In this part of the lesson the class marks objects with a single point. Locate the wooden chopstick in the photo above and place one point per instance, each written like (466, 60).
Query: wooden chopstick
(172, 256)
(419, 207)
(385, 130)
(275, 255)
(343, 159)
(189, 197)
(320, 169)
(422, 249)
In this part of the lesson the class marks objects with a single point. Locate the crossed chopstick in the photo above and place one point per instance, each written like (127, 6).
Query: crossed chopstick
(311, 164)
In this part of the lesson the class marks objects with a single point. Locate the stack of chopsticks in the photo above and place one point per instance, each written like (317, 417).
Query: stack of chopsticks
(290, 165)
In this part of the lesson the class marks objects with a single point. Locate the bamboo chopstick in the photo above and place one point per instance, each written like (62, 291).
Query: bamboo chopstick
================================
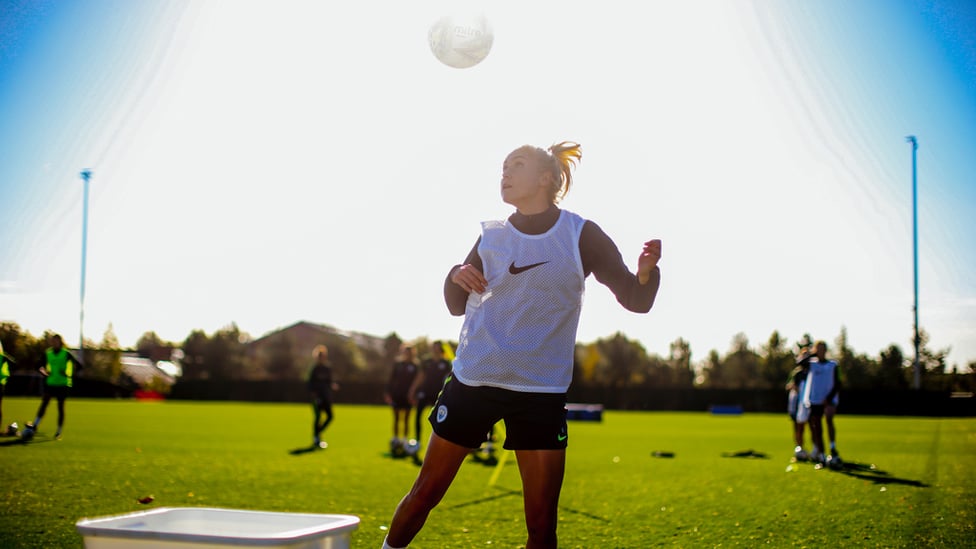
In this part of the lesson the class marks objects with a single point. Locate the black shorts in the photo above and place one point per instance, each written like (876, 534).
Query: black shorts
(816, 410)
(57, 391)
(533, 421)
================================
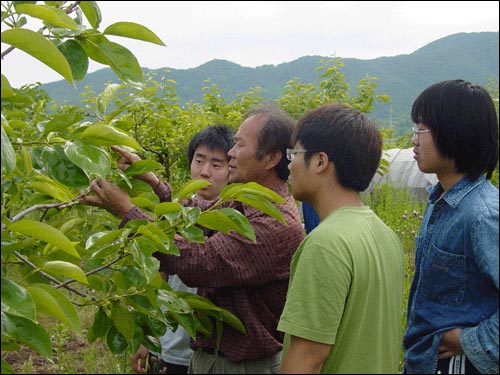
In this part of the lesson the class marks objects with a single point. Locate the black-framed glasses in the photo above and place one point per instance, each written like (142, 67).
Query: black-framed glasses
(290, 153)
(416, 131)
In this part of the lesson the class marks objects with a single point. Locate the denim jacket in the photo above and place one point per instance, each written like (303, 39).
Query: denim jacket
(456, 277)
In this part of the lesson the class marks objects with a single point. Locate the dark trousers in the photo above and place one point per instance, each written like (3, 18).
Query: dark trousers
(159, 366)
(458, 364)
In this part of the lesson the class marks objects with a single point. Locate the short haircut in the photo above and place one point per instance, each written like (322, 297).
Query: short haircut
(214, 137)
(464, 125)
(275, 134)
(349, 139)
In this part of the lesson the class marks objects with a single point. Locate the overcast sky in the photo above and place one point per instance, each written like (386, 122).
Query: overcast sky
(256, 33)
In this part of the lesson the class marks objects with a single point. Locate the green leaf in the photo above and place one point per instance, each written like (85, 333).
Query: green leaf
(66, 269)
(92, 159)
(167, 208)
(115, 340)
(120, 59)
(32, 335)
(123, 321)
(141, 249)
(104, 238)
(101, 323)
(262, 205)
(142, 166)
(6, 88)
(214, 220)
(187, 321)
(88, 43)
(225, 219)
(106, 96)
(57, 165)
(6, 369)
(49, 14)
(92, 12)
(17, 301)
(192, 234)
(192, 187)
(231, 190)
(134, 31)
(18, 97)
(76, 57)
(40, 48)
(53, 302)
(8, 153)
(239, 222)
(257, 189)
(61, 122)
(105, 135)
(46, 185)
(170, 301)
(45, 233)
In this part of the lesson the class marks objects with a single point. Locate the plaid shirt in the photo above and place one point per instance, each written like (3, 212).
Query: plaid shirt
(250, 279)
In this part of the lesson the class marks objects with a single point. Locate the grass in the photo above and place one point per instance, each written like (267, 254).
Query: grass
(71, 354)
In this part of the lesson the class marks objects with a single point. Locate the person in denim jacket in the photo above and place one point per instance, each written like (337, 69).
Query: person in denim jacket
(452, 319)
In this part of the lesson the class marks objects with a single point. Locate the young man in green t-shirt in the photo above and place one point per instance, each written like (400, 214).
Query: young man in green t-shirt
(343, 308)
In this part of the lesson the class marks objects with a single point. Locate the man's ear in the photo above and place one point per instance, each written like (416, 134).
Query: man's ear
================================
* Problem description
Reproduce the lines starting at the one that contains "like (322, 297)." and ending at the one that contains "Query: man's ear", substituting "occurrence" for "instance" and leaving everything else unchanged.

* Reply to the task
In this part of the lesson the class marks objects with a single point. Locate the short haircut in the photo above and place one point per occurrence, each written like (322, 297).
Query: short haircut
(214, 137)
(464, 125)
(275, 134)
(349, 139)
In this part of the lesson the class marks objects with a single point. Locate the overcast sky in the photo above and place one point per occurrence, each written like (386, 122).
Query: overcast sky
(256, 33)
In this part of the lesson the class marks objects with a single point. Locate the green leaf in the photo above and place one point per occurrence, each written like (85, 333).
Query: green leaf
(66, 269)
(92, 159)
(167, 208)
(115, 340)
(120, 59)
(32, 335)
(123, 321)
(141, 249)
(104, 238)
(101, 323)
(262, 205)
(142, 166)
(6, 88)
(214, 220)
(187, 321)
(88, 43)
(225, 219)
(106, 96)
(57, 165)
(6, 369)
(49, 14)
(92, 12)
(17, 301)
(192, 234)
(192, 187)
(231, 190)
(134, 31)
(18, 97)
(76, 57)
(40, 48)
(53, 302)
(8, 153)
(239, 222)
(257, 189)
(61, 122)
(105, 135)
(46, 185)
(170, 301)
(45, 233)
In this part of the lesson the class marks objects with a single point. Locate the plaid shirt in the photo above and place one point per occurrence, each written like (3, 212).
Query: plaid shirt
(250, 279)
In this part of the lesson the class marks objects with a single point. Locate the grass in the photo above and place one point per occurrence, each written like (267, 254).
Query: grass
(71, 354)
In this part of the lesson the class marks objects with a single point. Locate the person in denim jacket in the photo above and place one point per occurrence, each written like (337, 69).
Query: person in denim jacket
(452, 319)
In this part of the lesson the class marks objects with a single point. Locate the young man in green t-shirt in the photo above and place one point per occurrence, each written like (400, 214).
Query: young man in green t-shirt
(343, 308)
In this part of the lesson the class marks objects with a single point. Locate the man's ear in the photo above and place one point per occurrence, each written like (416, 134).
Query: man's ear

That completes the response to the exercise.